- _Task item_
What is needed here is each entry reproduced exactly, without its pictures.

══ Extracted material ══

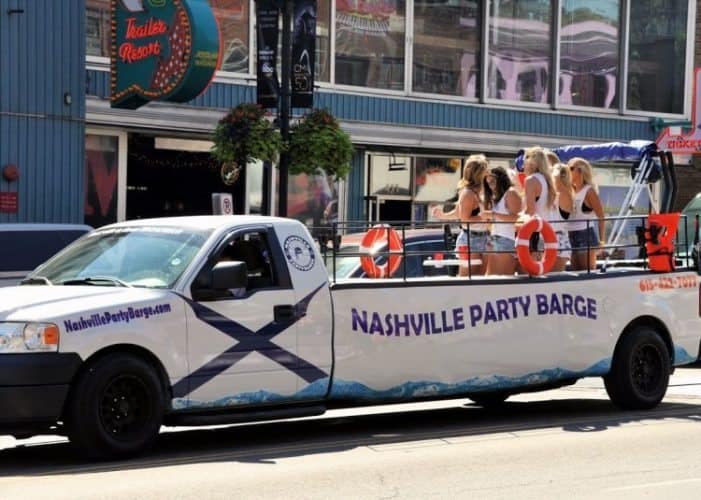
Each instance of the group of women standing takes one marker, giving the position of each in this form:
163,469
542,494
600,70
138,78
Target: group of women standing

═══

- _Exercise result_
Each instance of the group of women standing takes one marker, giving the position of each in this form:
163,469
542,494
600,70
138,78
Target: group of women standing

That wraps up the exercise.